In operation, first and second pressurized fluids that are to be mixed, are supplied to

inlet openings

16 and 18 at pressures P₁ and P₂, respectively. Passage 20 delivers the first fluid to the spool valve chamber. Vent 60 delivers the first fluid to the left end of the spool valve chamber where pressure P₁ urges the spool towards the right.

The second fluid entering inlet opening 18 at pressure P₂ is delivered down toward passage 54 through passage 26. The second fluid is conducted through vent 62 toward the right end of the spool valve chamber where it urges the spool valve toward the left. As the second fluid passes through the variable orifice opening designated at 92, a pressure drop occurs and hence the second fluid in the spool valve chamber and vent 62 will have a pressure P₃, less than pressure P₂. Whenever pressure P₁, and pressure P₃, are not equal, the spool valve will move toward the lower of the two pressures. This movement will in turn change the area of orifice opening 92 and hence the pressure drop across the variable orifice until an equilibrium is reached in which P₁, equals P₃. In the event the inlet pressure of either or both fluids should change, the spool valve will be moved to a new position whereby the variable orifice opening modulates the pressure drop such that P₃ again equals P₁.

• BRIEF:
In the spool valve description, in which direction does the spool valve move whenever pressures P₁ and P₃ are not equal? The material that follows has no connection to the spool valve description.

• RECORDS:
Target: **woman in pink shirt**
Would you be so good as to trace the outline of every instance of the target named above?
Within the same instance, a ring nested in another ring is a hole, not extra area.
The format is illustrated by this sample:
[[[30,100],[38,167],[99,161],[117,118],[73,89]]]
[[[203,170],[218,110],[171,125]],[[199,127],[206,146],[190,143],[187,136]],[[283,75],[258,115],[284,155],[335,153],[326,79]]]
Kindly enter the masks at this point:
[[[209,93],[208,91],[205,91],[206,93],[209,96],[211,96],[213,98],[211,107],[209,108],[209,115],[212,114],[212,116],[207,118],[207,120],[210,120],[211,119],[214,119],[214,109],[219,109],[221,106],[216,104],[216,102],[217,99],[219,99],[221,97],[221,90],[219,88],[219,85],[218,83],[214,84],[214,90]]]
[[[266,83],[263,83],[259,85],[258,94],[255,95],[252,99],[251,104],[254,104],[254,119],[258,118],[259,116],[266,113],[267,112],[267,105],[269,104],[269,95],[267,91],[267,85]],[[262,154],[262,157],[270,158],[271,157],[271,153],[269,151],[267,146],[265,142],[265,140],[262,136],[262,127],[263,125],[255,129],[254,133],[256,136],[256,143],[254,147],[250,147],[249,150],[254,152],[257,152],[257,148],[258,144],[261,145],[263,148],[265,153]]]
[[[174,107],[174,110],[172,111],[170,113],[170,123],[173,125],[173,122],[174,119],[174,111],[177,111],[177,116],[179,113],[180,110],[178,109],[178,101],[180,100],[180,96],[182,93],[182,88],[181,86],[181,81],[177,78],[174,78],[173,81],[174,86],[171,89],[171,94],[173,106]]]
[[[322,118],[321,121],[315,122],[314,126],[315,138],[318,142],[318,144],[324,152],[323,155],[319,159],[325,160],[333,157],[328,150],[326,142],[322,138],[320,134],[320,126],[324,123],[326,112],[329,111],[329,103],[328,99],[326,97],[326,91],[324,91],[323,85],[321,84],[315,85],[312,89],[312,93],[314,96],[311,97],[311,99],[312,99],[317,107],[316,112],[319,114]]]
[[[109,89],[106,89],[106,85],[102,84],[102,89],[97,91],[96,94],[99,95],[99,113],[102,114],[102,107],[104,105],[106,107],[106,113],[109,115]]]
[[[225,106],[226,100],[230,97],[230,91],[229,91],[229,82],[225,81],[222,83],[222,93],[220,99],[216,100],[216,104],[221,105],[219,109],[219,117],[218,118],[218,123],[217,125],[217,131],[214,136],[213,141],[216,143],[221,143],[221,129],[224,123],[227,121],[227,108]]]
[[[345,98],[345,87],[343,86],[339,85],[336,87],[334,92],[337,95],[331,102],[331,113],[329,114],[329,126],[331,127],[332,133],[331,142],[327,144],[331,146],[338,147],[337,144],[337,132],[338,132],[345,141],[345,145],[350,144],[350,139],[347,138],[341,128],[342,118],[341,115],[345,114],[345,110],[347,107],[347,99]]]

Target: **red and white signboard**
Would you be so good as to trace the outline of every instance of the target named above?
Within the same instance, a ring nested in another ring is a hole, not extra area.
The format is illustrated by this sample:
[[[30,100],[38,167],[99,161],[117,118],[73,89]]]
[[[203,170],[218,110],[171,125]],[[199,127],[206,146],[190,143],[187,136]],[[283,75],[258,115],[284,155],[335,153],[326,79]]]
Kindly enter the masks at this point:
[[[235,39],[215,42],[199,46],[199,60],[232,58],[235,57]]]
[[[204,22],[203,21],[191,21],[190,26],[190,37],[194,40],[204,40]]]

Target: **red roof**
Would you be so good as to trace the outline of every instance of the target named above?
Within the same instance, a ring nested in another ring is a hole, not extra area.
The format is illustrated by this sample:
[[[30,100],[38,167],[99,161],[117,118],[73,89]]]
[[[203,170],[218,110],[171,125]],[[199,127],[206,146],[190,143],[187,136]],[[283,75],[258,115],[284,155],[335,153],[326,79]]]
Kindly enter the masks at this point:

• FINAL RESULT:
It moves toward the lower of the two pressures.